■ **Prompt**
List every line in the listing below that contains the word "reading", copying each such line in full.

-- begin Dataset --

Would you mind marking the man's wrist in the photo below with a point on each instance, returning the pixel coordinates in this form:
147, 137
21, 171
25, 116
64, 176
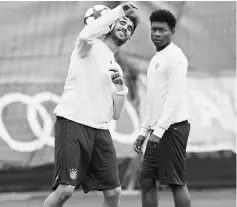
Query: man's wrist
159, 132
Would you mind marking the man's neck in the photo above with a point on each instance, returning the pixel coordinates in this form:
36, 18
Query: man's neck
111, 45
158, 49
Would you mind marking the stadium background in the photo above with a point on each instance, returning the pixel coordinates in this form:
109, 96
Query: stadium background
36, 41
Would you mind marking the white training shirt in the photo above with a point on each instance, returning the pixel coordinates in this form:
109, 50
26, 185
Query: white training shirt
89, 96
166, 91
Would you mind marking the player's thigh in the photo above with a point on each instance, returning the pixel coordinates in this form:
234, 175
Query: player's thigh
70, 153
104, 160
149, 163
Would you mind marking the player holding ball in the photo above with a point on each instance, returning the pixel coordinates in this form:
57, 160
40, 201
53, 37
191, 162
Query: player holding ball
84, 152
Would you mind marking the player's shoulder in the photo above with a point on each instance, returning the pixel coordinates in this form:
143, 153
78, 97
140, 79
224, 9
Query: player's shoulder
177, 53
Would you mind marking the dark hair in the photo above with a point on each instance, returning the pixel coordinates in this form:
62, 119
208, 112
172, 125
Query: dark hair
163, 15
135, 20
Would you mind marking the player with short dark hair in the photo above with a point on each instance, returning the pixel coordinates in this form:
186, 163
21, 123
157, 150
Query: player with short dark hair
94, 94
166, 123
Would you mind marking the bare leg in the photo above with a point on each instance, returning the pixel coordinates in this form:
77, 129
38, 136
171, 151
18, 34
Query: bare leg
181, 196
59, 196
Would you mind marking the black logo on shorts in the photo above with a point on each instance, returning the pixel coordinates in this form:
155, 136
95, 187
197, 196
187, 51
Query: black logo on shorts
73, 174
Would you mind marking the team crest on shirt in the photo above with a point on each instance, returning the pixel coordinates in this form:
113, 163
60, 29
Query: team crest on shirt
73, 174
157, 65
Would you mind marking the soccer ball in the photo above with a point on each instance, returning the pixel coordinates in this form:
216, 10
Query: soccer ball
95, 12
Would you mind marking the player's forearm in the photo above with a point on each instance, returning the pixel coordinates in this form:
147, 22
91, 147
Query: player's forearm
119, 100
94, 29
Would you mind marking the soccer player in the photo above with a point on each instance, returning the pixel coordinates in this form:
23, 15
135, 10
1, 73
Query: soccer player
166, 121
94, 94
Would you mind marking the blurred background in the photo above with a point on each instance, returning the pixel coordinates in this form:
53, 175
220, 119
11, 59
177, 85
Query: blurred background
37, 39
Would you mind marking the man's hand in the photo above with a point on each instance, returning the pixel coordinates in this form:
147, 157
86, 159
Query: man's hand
116, 77
128, 7
138, 144
154, 140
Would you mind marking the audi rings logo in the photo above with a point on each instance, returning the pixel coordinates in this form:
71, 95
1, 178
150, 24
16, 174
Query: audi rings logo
43, 134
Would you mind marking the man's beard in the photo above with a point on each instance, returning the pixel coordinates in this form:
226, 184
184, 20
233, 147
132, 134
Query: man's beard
118, 41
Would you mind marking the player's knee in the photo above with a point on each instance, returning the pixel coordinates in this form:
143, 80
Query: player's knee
147, 184
65, 191
113, 194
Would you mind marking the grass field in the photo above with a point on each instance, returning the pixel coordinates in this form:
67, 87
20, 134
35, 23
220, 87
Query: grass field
207, 198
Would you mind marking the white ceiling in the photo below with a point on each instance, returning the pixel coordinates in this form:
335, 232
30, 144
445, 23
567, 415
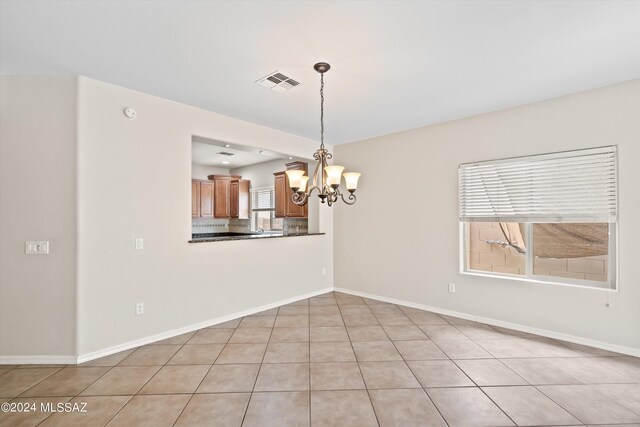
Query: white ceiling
206, 152
395, 64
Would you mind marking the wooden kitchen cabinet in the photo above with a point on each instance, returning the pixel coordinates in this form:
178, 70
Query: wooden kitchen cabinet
195, 199
201, 198
284, 206
239, 198
280, 188
221, 203
231, 196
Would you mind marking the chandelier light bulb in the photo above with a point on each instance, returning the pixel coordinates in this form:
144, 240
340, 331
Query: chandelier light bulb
334, 173
351, 180
294, 178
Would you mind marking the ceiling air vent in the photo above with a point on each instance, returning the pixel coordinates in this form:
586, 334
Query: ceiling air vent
277, 82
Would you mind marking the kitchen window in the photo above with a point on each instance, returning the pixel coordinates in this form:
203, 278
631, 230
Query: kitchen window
549, 218
263, 210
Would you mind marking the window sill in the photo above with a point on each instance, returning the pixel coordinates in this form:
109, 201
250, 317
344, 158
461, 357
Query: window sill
506, 276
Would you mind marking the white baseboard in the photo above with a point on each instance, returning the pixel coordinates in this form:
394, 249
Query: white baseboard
495, 322
70, 360
37, 360
179, 331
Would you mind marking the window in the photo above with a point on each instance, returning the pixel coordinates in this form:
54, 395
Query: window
263, 210
549, 218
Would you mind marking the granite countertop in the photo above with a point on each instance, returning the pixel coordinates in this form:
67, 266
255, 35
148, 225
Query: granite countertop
223, 237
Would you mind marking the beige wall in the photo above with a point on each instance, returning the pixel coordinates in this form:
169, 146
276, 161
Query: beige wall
72, 161
135, 181
419, 184
38, 202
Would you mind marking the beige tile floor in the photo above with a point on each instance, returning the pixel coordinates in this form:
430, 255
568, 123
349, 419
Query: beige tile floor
337, 360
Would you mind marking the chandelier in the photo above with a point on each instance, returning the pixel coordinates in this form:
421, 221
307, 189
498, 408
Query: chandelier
326, 179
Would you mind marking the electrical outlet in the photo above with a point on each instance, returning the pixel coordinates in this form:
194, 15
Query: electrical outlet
37, 247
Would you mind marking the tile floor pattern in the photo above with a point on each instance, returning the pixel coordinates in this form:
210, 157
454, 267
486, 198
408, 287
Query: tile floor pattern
337, 360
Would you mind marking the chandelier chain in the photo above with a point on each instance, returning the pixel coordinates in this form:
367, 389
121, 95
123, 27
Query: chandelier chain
322, 110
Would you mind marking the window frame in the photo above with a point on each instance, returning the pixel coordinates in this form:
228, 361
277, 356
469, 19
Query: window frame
610, 285
254, 212
534, 216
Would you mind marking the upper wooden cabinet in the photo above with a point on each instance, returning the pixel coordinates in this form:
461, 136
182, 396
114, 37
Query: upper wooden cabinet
221, 203
195, 199
231, 196
280, 189
285, 208
239, 198
201, 198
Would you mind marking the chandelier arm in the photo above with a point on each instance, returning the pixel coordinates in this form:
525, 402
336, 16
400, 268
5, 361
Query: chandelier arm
352, 198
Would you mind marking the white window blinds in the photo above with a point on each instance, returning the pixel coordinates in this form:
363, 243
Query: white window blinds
571, 186
262, 199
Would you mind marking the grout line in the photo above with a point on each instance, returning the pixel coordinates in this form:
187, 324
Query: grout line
411, 370
209, 370
147, 382
266, 348
375, 414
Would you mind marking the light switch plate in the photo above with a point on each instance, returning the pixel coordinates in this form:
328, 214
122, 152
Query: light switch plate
36, 247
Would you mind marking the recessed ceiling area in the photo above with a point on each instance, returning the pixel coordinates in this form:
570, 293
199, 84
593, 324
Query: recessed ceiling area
396, 65
209, 152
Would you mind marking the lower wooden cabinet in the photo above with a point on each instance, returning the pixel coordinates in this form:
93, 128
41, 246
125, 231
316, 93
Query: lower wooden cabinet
201, 199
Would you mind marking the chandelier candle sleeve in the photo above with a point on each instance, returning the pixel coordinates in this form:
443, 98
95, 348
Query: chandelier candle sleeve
326, 178
303, 183
351, 180
294, 178
334, 173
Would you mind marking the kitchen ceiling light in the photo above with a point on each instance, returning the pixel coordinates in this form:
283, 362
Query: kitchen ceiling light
326, 179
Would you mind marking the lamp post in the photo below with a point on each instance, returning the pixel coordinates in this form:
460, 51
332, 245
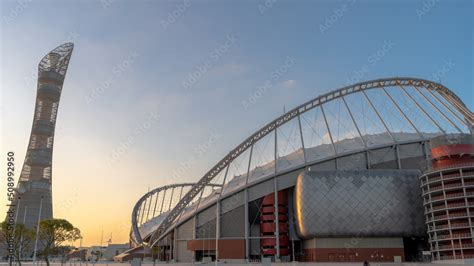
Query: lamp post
37, 232
21, 240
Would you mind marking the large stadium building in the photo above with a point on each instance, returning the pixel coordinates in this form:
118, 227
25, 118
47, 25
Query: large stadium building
355, 174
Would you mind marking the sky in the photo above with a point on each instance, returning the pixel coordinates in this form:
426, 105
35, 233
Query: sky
157, 92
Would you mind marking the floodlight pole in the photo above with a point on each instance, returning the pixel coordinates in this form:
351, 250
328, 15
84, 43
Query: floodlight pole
37, 232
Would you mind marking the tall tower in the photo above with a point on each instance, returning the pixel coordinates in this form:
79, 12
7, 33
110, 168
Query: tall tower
34, 185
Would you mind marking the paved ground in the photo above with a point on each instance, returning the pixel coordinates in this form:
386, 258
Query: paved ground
471, 262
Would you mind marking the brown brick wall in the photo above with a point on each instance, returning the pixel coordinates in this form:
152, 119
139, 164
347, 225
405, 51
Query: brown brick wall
228, 248
353, 255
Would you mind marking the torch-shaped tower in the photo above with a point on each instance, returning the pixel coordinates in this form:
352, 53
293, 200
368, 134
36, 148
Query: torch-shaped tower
33, 193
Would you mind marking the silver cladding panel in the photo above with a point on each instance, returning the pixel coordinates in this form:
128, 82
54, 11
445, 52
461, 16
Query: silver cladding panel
359, 203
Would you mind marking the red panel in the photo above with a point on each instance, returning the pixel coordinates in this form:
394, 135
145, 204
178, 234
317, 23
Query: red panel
268, 224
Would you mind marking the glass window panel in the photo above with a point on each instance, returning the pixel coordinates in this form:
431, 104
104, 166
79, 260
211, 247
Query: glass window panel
317, 142
421, 121
342, 128
237, 173
263, 158
443, 123
400, 128
371, 127
290, 148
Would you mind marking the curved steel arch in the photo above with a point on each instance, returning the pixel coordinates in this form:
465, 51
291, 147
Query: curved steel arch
142, 200
362, 86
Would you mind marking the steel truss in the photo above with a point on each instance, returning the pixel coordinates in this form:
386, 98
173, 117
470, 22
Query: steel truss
468, 119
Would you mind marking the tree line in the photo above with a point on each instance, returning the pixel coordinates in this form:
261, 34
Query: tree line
53, 235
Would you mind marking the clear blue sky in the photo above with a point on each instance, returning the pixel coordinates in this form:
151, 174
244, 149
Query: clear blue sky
133, 57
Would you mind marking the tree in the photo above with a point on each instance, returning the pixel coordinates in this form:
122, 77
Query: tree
53, 233
98, 254
21, 244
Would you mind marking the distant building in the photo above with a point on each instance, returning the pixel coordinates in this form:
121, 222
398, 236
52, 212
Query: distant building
448, 197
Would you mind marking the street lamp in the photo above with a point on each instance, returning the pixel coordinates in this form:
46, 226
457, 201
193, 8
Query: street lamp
37, 232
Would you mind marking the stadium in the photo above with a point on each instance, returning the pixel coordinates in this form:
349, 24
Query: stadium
351, 175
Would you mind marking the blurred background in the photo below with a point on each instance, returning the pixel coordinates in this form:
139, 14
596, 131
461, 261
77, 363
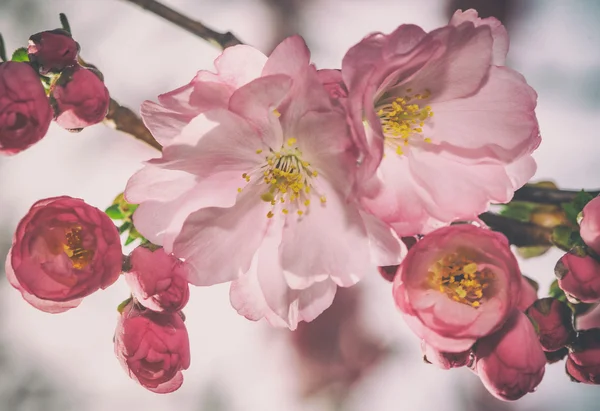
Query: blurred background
358, 355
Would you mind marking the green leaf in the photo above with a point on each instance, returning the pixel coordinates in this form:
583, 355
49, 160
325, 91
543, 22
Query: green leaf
556, 292
114, 212
20, 55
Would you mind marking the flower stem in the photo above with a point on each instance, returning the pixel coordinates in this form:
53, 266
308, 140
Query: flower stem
222, 40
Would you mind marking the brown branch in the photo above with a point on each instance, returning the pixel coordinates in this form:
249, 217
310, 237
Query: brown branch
545, 195
123, 119
222, 40
519, 233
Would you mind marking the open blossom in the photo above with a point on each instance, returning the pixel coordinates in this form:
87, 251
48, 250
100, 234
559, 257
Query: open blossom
583, 362
158, 280
589, 227
444, 127
25, 113
80, 98
152, 347
511, 362
53, 50
456, 285
579, 277
62, 251
254, 190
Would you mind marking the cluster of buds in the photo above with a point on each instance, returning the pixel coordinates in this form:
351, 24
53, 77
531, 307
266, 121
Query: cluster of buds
46, 81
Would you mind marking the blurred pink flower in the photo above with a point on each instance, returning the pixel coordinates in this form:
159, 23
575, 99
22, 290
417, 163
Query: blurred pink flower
80, 98
511, 362
583, 362
590, 225
153, 348
268, 175
456, 285
445, 360
158, 280
553, 321
25, 113
579, 277
444, 127
62, 251
52, 51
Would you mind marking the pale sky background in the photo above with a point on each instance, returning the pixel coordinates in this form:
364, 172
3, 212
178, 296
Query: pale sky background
238, 364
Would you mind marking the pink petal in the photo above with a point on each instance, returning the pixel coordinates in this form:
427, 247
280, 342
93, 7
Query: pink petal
500, 116
218, 243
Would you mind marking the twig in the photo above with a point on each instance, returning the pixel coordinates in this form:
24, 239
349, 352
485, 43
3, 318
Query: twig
544, 195
125, 120
222, 40
519, 233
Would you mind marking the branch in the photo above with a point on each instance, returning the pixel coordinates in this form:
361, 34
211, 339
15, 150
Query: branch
544, 195
123, 119
519, 233
222, 40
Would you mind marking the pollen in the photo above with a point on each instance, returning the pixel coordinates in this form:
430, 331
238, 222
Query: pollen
73, 248
460, 278
403, 119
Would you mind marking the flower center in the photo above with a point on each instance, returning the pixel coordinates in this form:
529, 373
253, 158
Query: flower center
404, 118
73, 248
288, 179
460, 279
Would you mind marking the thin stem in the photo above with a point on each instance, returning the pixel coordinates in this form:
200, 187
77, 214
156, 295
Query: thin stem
125, 120
222, 40
545, 195
519, 233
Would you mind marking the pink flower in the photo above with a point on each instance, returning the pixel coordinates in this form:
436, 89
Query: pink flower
456, 285
553, 321
579, 277
457, 127
62, 251
158, 280
267, 175
53, 51
25, 113
445, 360
590, 225
583, 362
511, 362
80, 98
153, 348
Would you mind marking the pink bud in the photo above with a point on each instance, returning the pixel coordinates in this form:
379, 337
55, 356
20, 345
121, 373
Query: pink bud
25, 113
579, 277
553, 321
456, 285
158, 280
590, 225
153, 348
583, 362
53, 50
511, 362
62, 251
446, 360
79, 98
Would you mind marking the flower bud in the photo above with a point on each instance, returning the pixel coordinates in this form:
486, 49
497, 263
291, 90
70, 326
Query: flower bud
553, 321
579, 277
152, 347
158, 280
511, 362
25, 113
62, 251
445, 360
79, 98
53, 51
590, 225
583, 362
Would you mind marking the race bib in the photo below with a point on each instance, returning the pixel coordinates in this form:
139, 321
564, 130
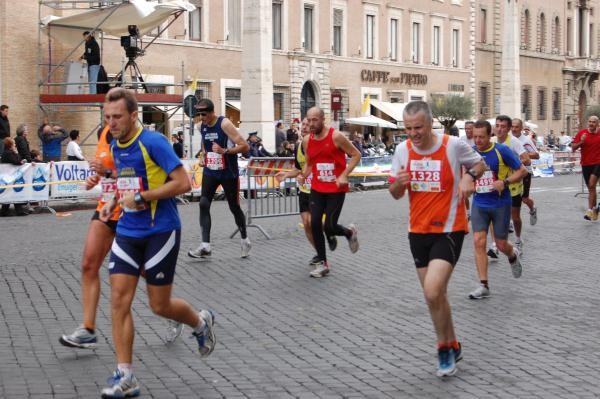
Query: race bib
425, 175
325, 172
129, 185
109, 188
485, 184
215, 161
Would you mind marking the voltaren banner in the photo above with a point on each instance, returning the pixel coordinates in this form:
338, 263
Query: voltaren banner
68, 180
18, 183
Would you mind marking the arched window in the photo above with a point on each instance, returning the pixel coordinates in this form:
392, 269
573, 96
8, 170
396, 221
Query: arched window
542, 42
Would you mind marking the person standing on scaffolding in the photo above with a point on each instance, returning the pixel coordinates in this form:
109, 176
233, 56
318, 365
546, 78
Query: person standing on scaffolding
92, 57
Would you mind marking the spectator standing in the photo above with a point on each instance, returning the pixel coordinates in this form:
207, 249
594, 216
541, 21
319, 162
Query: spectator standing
4, 126
73, 149
22, 143
51, 137
256, 147
92, 57
177, 145
11, 156
564, 141
287, 150
292, 134
279, 136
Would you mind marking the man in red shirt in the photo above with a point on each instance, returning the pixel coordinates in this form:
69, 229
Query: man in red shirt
589, 142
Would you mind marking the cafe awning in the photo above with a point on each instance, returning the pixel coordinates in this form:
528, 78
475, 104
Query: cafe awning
371, 120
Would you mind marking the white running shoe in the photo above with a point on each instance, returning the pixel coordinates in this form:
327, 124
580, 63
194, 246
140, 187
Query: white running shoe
202, 251
321, 270
515, 266
173, 330
246, 246
353, 240
480, 292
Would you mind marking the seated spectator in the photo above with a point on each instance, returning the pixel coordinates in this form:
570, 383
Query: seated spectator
287, 149
36, 156
73, 149
256, 147
11, 156
51, 137
22, 142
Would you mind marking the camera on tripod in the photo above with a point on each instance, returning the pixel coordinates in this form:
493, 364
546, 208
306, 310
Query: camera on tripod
132, 43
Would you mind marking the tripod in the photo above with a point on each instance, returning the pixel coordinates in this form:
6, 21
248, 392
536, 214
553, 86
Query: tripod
134, 73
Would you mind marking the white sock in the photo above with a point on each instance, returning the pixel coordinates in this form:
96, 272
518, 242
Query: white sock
200, 327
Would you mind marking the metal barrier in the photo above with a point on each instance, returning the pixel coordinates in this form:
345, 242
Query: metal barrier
265, 196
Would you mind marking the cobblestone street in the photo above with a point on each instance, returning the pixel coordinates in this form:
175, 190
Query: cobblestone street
362, 332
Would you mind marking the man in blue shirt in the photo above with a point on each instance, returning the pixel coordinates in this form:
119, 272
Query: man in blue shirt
492, 203
149, 176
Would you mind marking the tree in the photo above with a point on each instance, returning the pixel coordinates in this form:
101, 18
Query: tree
450, 108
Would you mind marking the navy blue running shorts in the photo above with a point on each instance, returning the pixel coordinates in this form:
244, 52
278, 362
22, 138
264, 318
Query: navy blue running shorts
500, 217
444, 246
156, 255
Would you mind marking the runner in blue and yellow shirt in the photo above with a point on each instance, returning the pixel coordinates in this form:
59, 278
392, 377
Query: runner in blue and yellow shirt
492, 203
149, 176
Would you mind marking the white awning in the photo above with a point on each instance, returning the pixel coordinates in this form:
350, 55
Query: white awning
393, 110
237, 105
371, 120
114, 20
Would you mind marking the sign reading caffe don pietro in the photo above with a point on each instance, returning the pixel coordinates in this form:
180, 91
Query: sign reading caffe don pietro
408, 79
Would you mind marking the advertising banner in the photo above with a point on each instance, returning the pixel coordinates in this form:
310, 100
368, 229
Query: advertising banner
25, 178
68, 180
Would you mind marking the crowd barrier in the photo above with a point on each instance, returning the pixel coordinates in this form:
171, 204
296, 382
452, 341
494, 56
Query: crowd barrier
43, 182
266, 196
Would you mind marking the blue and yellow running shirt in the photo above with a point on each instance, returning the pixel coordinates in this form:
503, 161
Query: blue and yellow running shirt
144, 163
501, 161
221, 166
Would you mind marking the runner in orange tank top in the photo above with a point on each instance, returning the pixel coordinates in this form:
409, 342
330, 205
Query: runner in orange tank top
98, 241
429, 166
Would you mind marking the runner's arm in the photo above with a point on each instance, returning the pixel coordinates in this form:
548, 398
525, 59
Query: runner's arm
241, 145
342, 142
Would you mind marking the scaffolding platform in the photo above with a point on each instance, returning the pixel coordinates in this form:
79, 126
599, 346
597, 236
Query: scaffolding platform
150, 99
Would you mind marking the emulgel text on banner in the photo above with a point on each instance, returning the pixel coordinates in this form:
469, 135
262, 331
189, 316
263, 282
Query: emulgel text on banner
27, 182
68, 180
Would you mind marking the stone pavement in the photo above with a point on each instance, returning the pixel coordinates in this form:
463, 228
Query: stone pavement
362, 332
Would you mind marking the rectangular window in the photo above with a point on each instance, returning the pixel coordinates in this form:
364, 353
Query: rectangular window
483, 27
526, 102
276, 25
484, 108
308, 29
195, 24
370, 35
569, 37
234, 22
416, 42
338, 23
435, 56
393, 53
455, 47
556, 104
541, 104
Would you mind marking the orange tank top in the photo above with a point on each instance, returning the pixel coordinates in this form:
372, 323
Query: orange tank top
434, 205
109, 185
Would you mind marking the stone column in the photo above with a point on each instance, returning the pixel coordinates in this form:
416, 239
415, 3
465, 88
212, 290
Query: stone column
510, 91
257, 68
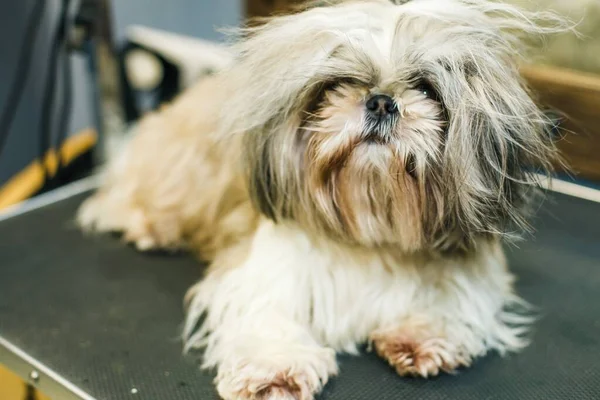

-- end Dataset --

■ **Solution to the exercise**
Would you mind marking the sign reading caffe don pietro in the photo above with a point on each instance, returning the pixel coordinates in this form:
Query: sign reading caffe don pietro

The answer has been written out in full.